◆ **What this exercise asks**:
• 1. Please write out everything in the Apprentice recap below from "Jay suggested they" down to "the best display.".
• 2. According to the Apprentice recap below, what did Trump task the five candidates with creating?

◆ **Selected extract**:
* * *
This week on the Apprentice, not much happened. We saw the perils of out sourcing. We saw the perils of not truly considering your customer. I don't completely agree with Trump's firing this week, but he's not wrong. This close to the end, the firing decisions are tougher. Since the candidates are not usually making major errors, the reasons they lose and get fired are more subtle.
Before I go on, I'll let the children and those who don't want to know the results leave the room.
The bickering and attitudes on Synergy hurt my head. Tammy, the Project Manager couldn't control Allie and Roxanne. Allie and Roxanne undermined Tammy at every turn. Tammy for her part was winy and self pity-ing. She let Allie and Roxanne get to her, and instead of taking a strong leadership roll and laying a heavy hand on the situation, she rolled up like a hedge hog.
Tablet of Contents
- The boss needs to be the boss.
- When you are told you have to do 3 things to win, do 3 things.
- Effective merchandising is critical in retail.
- Be careful about outsourcing -- have a backup plan.
The Donald J Trump Watch Collection
In case anyone forgets the show is all about Trump, we got to see the Trump watch collection this week. Not Trump's personal watches -- these are the Trump branded watches. They are the finest watches in the world. It was important to show the candidates this while telling them about their project, because the Trump watch display was a great example of beautiful merchandising. See? It was legitimate, and not just a shameless plug.
In his "candid" discussion with the Stephen, the Wal-Mart executive, and Jay, the Microsoft executive, Trump explained how pleased he was to be working with such great companies.
Jay suggested they should start work on a Donald Trump Edition Xb0x. "You like gold, right?" Trump said, "Let's go. And I only want 10%."
Did we just witness the birth of a new product and eBay phenomenon? Or just random market arrogance? And is there a difference between the two? And did Trump really ask Microsoft to Tithe?
By the way, the Trump website itself is an utterly mind boggling array of wealth/arrogance. Someday, that will be me.
Trump outlined the task for the frustrating five. They were to create an interactive Xbox 360 Display in a Wal-Mart location. Becaause most people haven't heard about the Xbox 360.
Jay and Stephen would be the sole judges of which team had the best display.
The task dossier had important details they did not air, like it does every week. The area had to "feature Wal-Mart merchandise, be built around the Microsoft Xbox 360 video game system, and be interactive."
There were also three criteria for judgment:
- Deliver a clear, compelling and approachable consumer area centered on the digital entertainment features of Xbox 360.
- Deliver a solution that can be replicated and scaled for other Wal-Mart stores.
- Feature other lifestyle and entertainment products that Wal-Mart sells in store.
Both teams had problems completing the task. Gold Rush had problems with a supplier, while Synergy just had trouble.
By the end of the project, though, it was clear that Gold Rush "got it."
Team Gold Rush
Sean and Lee are all that's left of Gold Rush. And I expect they will be the final two at the end of the season.
Sean was excited about the task and instantly wanted to be product manager. There is a great clip of Sean and Lee brainstorming on the Yahoo! Apprentice Site. Click Exclusive Videos Sean and Lee Think Big.
* * *
◆ **Provided information**:
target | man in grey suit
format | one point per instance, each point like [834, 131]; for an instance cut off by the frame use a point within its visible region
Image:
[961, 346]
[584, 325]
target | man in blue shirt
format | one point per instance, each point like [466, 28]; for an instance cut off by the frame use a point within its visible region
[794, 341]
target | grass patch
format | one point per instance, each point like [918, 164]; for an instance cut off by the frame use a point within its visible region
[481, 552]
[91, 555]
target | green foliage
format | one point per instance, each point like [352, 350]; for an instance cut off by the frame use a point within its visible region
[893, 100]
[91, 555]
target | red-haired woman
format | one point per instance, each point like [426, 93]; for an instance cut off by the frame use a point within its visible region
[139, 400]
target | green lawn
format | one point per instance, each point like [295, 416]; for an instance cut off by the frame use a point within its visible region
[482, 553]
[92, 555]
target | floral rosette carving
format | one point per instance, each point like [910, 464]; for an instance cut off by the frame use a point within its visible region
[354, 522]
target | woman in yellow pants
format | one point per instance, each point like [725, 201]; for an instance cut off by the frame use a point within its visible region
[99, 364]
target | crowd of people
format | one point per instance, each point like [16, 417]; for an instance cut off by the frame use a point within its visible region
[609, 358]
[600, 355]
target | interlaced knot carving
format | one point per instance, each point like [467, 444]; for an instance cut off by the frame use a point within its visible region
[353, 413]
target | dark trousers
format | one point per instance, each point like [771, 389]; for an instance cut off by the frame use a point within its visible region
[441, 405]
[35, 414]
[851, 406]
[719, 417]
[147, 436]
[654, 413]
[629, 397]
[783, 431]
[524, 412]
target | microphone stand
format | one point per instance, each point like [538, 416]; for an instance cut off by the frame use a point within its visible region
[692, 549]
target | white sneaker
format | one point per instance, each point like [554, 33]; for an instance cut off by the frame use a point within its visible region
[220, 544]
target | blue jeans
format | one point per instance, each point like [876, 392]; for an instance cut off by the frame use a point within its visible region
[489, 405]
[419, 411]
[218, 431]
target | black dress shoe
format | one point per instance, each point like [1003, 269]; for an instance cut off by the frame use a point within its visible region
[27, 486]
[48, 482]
* * *
◆ **Outputs in order**:
• 1.
Jay suggested they should start work on a Donald Trump Edition Xb0x. "You like gold, right?" Trump said, "Let's go. And I only want 10%."
Did we just witness the birth of a new product and eBay phenomenon? Or just random market arrogance? And is there a difference between the two? And did Trump really ask Microsoft to Tithe?
By the way, the Trump website itself is an utterly mind boggling array of wealth/arrogance. Someday, that will be me.
Trump outlined the task for the frustrating five. They were to create an interactive Xbox 360 Display in a Wal-Mart location. Becaause most people haven't heard about the Xbox 360.
Jay and Stephen would be the sole judges of which team had the best display.

• 2. An interactive Xbox 360 display in a Wal-Mart location.